Segment Start: Document section
BRIAN PERKINS; HON. RICHARD M.
JOINER, ADMINISTRATIVE LAW JUDGE;
AND WORKERS' COMPENSATION BOARD
APPELLEES
OPINION
AFFIRMING
** ** ** ** **
BEFORE:
ABRAMSON, GUIDUGLI, AND VANMETER, JUDGES.
GUIDUGLI, JUDGE:
Highlands Mining & Processing, Inc., petitions
this Court for review of an opinion of the Workers’ Compensation
Board reversing and remanding a decision of the Administrative
Law Judge.
The Board held that liability for a retraining
incentive benefits award should rest with Highlands Mining since
it was the last employer with whom Brian Perkins worked as of
the date his claim was submitted to the consensus procedure.
For the reasons stated below, we affirm the Board’s opinion.
The facts are not in controversy and are sufficiently
detailed in the record.
Having closely examined the written
arguments, the record and the law, we have concluded that we
cannot improve upon the well-written opinion of the Board.
In
the interest of judicial economy, and as no good purpose would
be served in restating the Board’s analysis in our own language
only to reach the same conclusion, we adopt the Board’s opinion
as that of this Court.
Segment End: Document section
Segment Start: Information shown
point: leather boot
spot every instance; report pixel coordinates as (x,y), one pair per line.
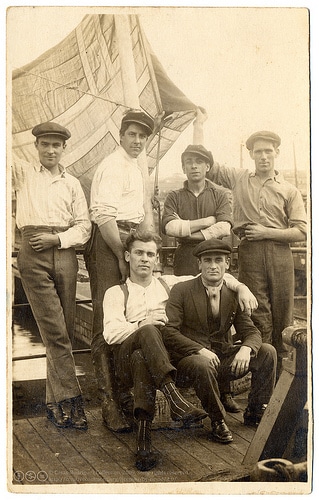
(180,408)
(57,416)
(112,413)
(145,458)
(74,409)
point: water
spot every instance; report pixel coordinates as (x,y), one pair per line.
(26,341)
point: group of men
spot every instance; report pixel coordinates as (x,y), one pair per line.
(162,333)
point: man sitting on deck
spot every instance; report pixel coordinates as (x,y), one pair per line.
(201,312)
(133,319)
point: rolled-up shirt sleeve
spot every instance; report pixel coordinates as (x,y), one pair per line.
(106,195)
(80,230)
(115,326)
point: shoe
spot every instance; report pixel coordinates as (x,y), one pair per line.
(229,404)
(78,417)
(180,408)
(253,417)
(73,409)
(57,416)
(220,432)
(145,460)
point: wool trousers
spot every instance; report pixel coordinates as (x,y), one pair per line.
(49,281)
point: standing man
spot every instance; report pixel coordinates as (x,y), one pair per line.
(116,210)
(134,314)
(201,312)
(53,218)
(198,211)
(269,215)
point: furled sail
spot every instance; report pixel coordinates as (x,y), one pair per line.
(78,83)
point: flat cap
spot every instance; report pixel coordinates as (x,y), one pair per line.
(51,128)
(199,150)
(264,135)
(212,246)
(141,118)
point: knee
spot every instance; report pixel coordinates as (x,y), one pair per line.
(202,366)
(268,354)
(149,332)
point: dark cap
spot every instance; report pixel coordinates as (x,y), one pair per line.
(199,150)
(264,135)
(211,246)
(141,118)
(51,128)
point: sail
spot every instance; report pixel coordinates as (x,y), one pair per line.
(77,83)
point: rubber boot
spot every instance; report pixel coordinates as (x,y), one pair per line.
(145,458)
(112,413)
(180,408)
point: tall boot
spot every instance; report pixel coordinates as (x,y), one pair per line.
(145,458)
(180,408)
(112,413)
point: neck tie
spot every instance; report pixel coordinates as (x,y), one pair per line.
(213,294)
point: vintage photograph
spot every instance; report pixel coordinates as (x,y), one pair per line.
(158,250)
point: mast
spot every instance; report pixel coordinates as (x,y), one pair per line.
(131,100)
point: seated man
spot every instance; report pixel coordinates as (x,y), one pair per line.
(197,335)
(133,317)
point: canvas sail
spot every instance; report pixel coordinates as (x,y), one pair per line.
(77,83)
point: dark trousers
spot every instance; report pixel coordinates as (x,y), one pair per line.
(267,268)
(103,269)
(198,372)
(142,361)
(185,262)
(49,281)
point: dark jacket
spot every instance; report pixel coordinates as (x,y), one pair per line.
(187,330)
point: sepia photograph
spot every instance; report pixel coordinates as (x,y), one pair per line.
(158,247)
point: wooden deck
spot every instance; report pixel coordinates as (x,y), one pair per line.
(44,455)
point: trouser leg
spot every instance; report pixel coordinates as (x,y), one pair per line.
(102,266)
(253,272)
(263,369)
(197,371)
(37,270)
(281,284)
(148,339)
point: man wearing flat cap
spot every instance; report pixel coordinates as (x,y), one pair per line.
(198,211)
(269,215)
(198,337)
(53,218)
(116,210)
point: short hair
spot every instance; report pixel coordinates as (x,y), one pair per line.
(126,125)
(144,236)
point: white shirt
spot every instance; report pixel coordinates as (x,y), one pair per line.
(117,190)
(141,302)
(44,200)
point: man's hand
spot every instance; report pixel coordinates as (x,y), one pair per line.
(43,241)
(256,232)
(214,359)
(157,318)
(240,364)
(247,301)
(201,115)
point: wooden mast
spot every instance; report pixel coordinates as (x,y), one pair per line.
(131,100)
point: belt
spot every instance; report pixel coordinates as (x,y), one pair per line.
(44,229)
(128,226)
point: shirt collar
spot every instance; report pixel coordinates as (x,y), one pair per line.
(127,156)
(41,168)
(215,289)
(277,177)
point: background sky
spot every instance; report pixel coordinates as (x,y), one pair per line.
(248,67)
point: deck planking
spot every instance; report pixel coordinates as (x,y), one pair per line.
(70,456)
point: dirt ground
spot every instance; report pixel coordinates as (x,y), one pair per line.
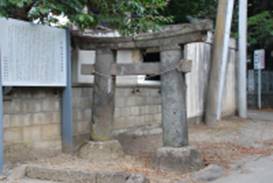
(230,141)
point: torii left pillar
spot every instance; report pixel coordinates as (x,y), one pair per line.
(104,94)
(176,154)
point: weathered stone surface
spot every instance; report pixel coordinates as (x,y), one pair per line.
(184,159)
(104,93)
(67,176)
(173,93)
(71,176)
(141,141)
(137,178)
(18,173)
(210,173)
(101,151)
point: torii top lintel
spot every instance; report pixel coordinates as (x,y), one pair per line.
(177,34)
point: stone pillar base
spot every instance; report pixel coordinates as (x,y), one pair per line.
(183,159)
(101,150)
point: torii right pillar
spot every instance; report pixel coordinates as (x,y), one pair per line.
(176,154)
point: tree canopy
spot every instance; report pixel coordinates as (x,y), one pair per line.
(260,14)
(128,16)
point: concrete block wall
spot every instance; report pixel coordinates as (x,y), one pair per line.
(32,119)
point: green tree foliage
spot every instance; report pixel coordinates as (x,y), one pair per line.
(260,22)
(180,9)
(128,16)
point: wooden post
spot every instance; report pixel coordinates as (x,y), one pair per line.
(103,99)
(173,92)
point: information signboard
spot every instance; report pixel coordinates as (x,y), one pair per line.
(32,55)
(259,59)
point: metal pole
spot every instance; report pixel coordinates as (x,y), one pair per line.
(67,123)
(1,123)
(219,61)
(242,59)
(259,89)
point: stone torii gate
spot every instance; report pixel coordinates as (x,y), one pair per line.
(172,67)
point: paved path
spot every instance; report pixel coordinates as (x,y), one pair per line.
(255,171)
(260,115)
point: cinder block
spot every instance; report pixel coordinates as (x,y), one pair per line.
(83,127)
(6,121)
(40,94)
(87,115)
(38,105)
(41,118)
(76,93)
(49,105)
(87,92)
(56,117)
(117,112)
(27,106)
(15,106)
(51,131)
(131,101)
(16,120)
(125,112)
(13,135)
(120,101)
(134,111)
(27,119)
(31,134)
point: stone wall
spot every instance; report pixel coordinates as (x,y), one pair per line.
(32,116)
(32,120)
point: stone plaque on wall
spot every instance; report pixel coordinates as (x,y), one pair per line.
(32,55)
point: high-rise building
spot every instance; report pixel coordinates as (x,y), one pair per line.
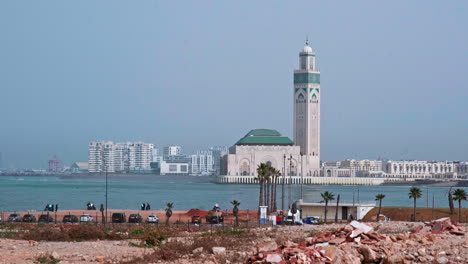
(307,110)
(143,155)
(119,157)
(172,151)
(95,158)
(54,165)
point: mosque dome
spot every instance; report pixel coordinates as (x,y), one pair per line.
(307,49)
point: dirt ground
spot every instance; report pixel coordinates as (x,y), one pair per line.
(422,214)
(444,246)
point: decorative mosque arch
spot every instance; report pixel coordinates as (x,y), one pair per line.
(244,168)
(270,160)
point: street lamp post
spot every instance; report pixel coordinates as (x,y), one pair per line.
(302,176)
(289,183)
(105,221)
(282,183)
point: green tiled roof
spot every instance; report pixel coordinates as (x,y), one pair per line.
(264,137)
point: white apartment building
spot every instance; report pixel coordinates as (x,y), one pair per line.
(95,151)
(202,163)
(119,157)
(143,155)
(174,168)
(420,169)
(462,170)
(172,151)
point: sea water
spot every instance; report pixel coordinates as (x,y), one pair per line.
(20,193)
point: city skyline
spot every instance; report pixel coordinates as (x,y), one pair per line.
(396,91)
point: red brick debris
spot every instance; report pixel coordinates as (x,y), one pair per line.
(357,243)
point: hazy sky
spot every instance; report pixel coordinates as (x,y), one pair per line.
(202,73)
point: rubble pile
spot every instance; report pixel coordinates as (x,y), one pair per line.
(359,243)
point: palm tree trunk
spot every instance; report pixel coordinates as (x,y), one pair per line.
(267,203)
(337,205)
(459,210)
(260,197)
(380,210)
(326,211)
(273,195)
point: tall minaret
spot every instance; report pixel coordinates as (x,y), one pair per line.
(307,111)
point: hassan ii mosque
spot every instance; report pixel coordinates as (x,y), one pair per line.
(300,157)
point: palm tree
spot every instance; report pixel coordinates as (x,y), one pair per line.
(379,197)
(276,174)
(235,210)
(169,212)
(459,195)
(267,187)
(414,193)
(327,196)
(262,172)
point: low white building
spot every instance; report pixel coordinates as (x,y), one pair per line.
(172,151)
(462,170)
(346,210)
(420,169)
(202,163)
(362,167)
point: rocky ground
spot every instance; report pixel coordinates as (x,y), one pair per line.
(389,242)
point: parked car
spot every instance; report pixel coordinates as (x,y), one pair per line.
(291,221)
(152,219)
(213,219)
(86,218)
(135,218)
(45,219)
(118,218)
(14,218)
(70,219)
(311,220)
(29,218)
(196,219)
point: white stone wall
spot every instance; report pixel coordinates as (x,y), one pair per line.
(245,159)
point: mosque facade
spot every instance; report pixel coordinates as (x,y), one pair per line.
(300,157)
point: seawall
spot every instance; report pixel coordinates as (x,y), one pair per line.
(307,180)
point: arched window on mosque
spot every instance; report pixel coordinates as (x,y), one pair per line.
(245,168)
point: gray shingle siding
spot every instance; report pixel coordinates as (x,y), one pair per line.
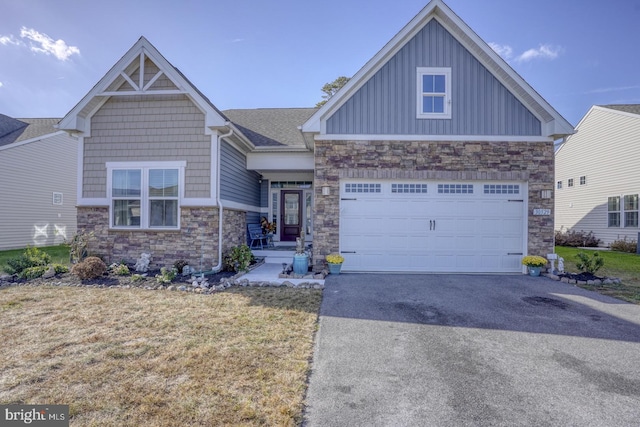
(386,104)
(237,184)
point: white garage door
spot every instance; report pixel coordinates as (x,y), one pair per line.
(432,226)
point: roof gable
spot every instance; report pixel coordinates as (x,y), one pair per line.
(141,71)
(553,124)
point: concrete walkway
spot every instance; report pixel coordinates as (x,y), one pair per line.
(458,350)
(269,272)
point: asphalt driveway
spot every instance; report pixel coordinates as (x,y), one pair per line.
(463,350)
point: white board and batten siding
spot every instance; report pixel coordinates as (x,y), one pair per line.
(605,151)
(433,226)
(30,173)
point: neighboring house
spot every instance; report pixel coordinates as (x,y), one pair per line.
(597,174)
(436,156)
(38,165)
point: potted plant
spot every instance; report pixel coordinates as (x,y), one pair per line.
(534,263)
(335,261)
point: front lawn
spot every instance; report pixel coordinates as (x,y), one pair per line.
(133,357)
(622,265)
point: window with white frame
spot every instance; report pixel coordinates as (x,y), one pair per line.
(434,93)
(613,211)
(145,195)
(631,210)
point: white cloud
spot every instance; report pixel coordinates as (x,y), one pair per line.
(544,51)
(10,39)
(42,43)
(503,50)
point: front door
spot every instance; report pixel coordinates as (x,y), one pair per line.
(291,211)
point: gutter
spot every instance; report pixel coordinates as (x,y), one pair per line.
(218,267)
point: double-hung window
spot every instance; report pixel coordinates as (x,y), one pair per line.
(145,195)
(631,210)
(613,208)
(434,93)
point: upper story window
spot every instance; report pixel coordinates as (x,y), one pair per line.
(631,210)
(145,195)
(434,93)
(613,211)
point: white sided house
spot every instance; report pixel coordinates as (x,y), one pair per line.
(597,175)
(38,165)
(435,157)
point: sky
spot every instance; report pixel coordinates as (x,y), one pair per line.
(279,53)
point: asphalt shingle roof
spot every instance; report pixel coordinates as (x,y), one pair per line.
(16,130)
(271,127)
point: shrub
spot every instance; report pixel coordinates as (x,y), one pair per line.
(179,265)
(90,268)
(33,272)
(78,246)
(238,258)
(166,275)
(577,239)
(120,269)
(589,264)
(625,245)
(60,268)
(31,257)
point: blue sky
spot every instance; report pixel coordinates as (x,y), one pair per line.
(252,53)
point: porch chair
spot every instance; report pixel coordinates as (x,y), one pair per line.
(257,237)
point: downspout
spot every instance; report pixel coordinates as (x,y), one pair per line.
(218,267)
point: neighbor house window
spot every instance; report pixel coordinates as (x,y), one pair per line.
(434,93)
(631,210)
(613,208)
(145,195)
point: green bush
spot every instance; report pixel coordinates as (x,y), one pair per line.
(238,258)
(90,268)
(31,257)
(589,264)
(33,272)
(179,265)
(576,239)
(166,275)
(625,245)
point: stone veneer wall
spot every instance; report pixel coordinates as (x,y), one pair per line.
(198,235)
(532,162)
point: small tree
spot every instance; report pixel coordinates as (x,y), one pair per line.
(330,89)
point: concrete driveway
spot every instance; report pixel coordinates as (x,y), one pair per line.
(463,350)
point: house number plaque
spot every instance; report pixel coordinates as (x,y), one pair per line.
(542,211)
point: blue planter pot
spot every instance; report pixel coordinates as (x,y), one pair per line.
(301,264)
(334,268)
(534,271)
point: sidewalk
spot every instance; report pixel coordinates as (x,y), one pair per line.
(268,272)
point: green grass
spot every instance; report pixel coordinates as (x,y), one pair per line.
(59,255)
(622,265)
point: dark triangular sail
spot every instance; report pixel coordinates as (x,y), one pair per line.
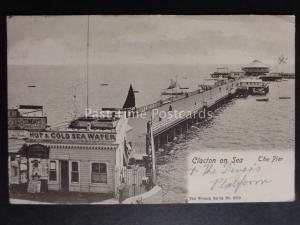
(130,100)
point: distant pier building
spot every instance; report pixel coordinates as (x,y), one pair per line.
(256,68)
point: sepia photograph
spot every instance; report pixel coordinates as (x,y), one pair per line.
(151,109)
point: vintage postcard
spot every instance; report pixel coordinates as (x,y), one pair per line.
(151,109)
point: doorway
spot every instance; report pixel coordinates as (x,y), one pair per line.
(64,175)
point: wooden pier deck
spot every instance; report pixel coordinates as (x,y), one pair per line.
(193,103)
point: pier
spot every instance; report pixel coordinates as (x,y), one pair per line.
(188,106)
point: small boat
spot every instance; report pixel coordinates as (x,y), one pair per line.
(284,97)
(262,99)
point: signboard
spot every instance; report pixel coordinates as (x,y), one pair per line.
(71,136)
(27,123)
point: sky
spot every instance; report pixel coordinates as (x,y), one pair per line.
(152,39)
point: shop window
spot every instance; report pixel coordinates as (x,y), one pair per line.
(14,171)
(99,173)
(52,175)
(75,172)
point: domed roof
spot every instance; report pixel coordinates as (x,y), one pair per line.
(256,64)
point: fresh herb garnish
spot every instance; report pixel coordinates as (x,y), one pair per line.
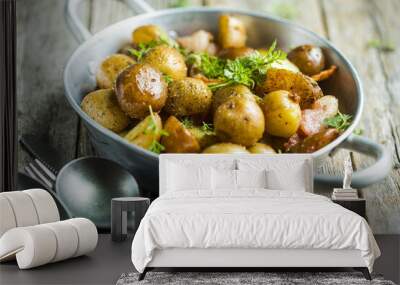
(247,70)
(358,132)
(167,78)
(156,147)
(384,46)
(339,122)
(284,10)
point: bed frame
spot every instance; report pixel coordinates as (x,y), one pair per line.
(250,258)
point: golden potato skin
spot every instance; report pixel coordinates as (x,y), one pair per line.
(261,148)
(142,135)
(188,96)
(232,32)
(168,60)
(308,58)
(228,92)
(139,87)
(282,113)
(232,53)
(102,106)
(226,148)
(179,139)
(295,82)
(110,68)
(239,121)
(146,34)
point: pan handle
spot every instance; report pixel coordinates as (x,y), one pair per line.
(369,175)
(80,31)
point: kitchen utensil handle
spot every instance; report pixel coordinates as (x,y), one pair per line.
(80,31)
(369,175)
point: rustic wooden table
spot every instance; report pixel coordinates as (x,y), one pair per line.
(44,45)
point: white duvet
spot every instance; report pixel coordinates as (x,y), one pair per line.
(250,219)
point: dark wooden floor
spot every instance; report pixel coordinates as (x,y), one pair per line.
(110,260)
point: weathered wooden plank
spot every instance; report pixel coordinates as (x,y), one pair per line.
(307,13)
(44,45)
(102,14)
(378,121)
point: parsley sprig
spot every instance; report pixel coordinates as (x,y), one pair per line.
(153,128)
(340,122)
(247,70)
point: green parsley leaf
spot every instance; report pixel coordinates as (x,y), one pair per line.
(187,122)
(384,46)
(284,10)
(339,122)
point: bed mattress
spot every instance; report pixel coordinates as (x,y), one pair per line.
(250,219)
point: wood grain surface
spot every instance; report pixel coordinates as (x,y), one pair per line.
(44,45)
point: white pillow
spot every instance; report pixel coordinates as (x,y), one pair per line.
(224,179)
(293,180)
(251,179)
(182,177)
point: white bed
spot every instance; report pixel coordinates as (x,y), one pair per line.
(201,226)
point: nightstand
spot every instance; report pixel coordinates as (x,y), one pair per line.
(355,205)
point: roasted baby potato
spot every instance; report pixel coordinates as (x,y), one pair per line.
(146,132)
(295,82)
(139,87)
(110,68)
(312,120)
(261,148)
(315,142)
(240,121)
(147,33)
(232,32)
(102,106)
(232,53)
(308,58)
(226,148)
(188,96)
(224,94)
(282,113)
(168,60)
(179,139)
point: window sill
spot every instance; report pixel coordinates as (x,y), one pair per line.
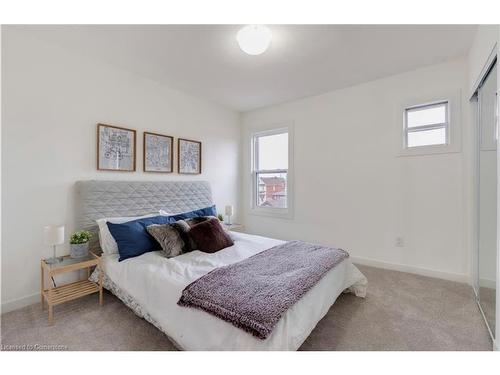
(278,213)
(429,150)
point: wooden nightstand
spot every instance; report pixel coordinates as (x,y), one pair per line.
(67,292)
(234,227)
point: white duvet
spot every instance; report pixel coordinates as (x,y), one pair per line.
(156,284)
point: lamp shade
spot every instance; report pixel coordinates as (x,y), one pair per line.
(53,235)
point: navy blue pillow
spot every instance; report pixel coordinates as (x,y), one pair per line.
(207,211)
(132,237)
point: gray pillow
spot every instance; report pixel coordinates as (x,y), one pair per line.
(169,238)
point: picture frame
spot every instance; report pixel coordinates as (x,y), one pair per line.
(188,156)
(158,153)
(116,148)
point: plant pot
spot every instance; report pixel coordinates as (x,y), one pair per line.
(79,250)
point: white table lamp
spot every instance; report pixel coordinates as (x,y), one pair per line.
(229,212)
(53,235)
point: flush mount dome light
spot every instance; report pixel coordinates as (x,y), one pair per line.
(254,39)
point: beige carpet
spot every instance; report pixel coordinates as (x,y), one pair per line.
(401,312)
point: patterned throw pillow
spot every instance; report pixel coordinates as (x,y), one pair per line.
(210,236)
(169,238)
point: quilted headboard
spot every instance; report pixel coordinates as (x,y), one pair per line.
(98,199)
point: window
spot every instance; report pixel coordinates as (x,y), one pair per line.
(427,125)
(270,170)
Segment End: Information shown
== Action item ==
Please copy the entire court opinion word for word. None of the records are needed here.

== Exercise solution ==
BRIAN PERKINS; HON. RICHARD M.
JOINER, ADMINISTRATIVE LAW JUDGE;
AND WORKERS' COMPENSATION BOARD
APPELLEES
OPINION
AFFIRMING
** ** ** ** **
BEFORE:
ABRAMSON, GUIDUGLI, AND VANMETER, JUDGES.
GUIDUGLI, JUDGE:
Highlands Mining & Processing, Inc., petitions
this Court for review of an opinion of the Workers’ Compensation
Board reversing and remanding a decision of the Administrative
Law Judge.
The Board held that liability for a retraining
incentive benefits award should rest with Highlands Mining since
it was the last employer with whom Brian Perkins worked as of
the date his claim was submitted to the consensus procedure.
For the reasons stated below, we affirm the Board’s opinion.
The facts are not in controversy and are sufficiently
detailed in the record.
Having closely examined the written
arguments, the record and the law, we have concluded that we
cannot improve upon the well-written opinion of the Board.
In
the interest of judicial economy, and as no good purpose would
be served in restating the Board’s analysis in our own language
only to reach the same conclusion, we adopt the Board’s opinion
as that of this Court.